_To do_
For the data that follows, report how many lines contain the word "light", and nothing else.

_Given records_
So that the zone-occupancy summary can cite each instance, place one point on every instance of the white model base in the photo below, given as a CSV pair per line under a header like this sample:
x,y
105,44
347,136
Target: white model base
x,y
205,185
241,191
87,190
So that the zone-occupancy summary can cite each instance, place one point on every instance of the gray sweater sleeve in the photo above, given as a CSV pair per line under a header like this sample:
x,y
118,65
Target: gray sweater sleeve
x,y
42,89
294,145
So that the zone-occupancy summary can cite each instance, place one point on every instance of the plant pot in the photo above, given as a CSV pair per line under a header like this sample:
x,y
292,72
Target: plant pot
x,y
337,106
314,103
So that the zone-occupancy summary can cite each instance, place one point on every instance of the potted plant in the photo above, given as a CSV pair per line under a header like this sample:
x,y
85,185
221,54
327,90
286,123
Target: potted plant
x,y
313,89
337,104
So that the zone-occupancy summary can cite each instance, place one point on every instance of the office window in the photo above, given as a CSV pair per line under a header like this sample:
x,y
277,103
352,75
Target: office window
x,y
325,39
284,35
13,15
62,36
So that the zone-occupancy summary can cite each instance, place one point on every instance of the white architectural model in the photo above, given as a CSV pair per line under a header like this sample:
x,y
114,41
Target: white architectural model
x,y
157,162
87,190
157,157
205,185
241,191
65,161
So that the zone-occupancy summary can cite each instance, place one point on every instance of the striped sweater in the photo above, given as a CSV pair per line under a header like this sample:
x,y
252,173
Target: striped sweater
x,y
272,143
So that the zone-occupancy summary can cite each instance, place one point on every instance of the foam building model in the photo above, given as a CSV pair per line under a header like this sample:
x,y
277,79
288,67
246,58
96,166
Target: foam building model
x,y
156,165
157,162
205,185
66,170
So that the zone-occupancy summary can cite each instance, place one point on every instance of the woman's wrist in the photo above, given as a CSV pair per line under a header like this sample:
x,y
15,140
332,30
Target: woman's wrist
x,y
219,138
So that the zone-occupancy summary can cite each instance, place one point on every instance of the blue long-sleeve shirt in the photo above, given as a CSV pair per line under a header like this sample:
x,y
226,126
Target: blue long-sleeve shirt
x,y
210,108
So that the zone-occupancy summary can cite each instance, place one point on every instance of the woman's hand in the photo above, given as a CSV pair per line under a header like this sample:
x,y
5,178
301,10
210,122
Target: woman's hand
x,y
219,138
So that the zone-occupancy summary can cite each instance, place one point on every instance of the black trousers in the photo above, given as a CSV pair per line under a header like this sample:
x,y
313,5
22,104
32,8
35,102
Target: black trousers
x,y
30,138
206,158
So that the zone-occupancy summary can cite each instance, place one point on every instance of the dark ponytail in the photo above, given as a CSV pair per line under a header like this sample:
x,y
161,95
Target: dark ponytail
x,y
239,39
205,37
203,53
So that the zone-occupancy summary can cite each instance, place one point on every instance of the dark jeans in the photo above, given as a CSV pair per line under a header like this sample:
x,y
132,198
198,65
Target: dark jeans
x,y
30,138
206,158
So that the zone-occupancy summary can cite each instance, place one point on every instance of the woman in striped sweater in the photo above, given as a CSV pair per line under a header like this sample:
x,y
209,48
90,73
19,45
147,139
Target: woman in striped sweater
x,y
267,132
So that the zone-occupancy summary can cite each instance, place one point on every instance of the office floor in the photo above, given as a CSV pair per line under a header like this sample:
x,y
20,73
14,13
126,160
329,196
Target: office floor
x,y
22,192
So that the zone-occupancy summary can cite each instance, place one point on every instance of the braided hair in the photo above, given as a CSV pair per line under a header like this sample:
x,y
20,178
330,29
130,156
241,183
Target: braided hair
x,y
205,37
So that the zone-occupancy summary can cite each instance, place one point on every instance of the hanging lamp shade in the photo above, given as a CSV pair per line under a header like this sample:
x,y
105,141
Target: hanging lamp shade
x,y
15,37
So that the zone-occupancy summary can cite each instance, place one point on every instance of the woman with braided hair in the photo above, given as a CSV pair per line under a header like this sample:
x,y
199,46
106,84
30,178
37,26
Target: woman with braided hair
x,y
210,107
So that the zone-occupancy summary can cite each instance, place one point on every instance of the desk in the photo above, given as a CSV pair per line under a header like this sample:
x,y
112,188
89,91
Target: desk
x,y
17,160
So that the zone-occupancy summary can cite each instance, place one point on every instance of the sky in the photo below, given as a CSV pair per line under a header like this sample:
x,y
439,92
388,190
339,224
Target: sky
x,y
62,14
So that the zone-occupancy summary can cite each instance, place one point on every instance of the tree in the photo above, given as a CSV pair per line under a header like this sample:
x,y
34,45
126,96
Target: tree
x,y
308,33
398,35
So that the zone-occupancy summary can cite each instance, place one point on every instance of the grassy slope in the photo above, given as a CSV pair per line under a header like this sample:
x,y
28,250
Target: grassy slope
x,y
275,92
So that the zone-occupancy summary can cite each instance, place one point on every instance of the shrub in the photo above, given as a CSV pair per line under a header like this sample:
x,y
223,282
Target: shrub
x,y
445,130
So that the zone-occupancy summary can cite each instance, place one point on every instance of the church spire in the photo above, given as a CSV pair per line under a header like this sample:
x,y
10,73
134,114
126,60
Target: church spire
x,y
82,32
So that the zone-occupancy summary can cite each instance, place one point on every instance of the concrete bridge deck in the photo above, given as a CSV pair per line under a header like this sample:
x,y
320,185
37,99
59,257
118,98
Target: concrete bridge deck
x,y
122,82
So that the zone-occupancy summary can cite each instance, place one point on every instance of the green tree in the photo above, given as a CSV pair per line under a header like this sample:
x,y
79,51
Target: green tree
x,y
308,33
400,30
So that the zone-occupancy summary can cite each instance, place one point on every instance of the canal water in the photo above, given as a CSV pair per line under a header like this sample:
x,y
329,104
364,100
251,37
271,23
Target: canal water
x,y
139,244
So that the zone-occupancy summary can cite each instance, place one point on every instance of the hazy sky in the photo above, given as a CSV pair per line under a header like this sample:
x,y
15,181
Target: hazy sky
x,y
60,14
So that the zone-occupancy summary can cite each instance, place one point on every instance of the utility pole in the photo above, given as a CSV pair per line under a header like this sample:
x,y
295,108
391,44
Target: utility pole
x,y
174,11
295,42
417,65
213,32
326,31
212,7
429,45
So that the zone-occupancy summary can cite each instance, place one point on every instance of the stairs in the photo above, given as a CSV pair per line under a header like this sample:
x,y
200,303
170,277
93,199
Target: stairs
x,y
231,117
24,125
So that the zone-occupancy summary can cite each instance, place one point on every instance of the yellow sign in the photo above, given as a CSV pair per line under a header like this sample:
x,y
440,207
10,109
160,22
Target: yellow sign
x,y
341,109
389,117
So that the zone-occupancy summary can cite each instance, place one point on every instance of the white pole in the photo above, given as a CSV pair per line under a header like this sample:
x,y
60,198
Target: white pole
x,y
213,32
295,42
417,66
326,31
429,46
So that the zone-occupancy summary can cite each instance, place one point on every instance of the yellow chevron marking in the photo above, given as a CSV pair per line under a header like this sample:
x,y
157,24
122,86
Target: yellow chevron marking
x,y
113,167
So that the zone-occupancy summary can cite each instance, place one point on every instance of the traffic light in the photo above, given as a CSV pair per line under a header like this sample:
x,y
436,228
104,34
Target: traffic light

_Task response_
2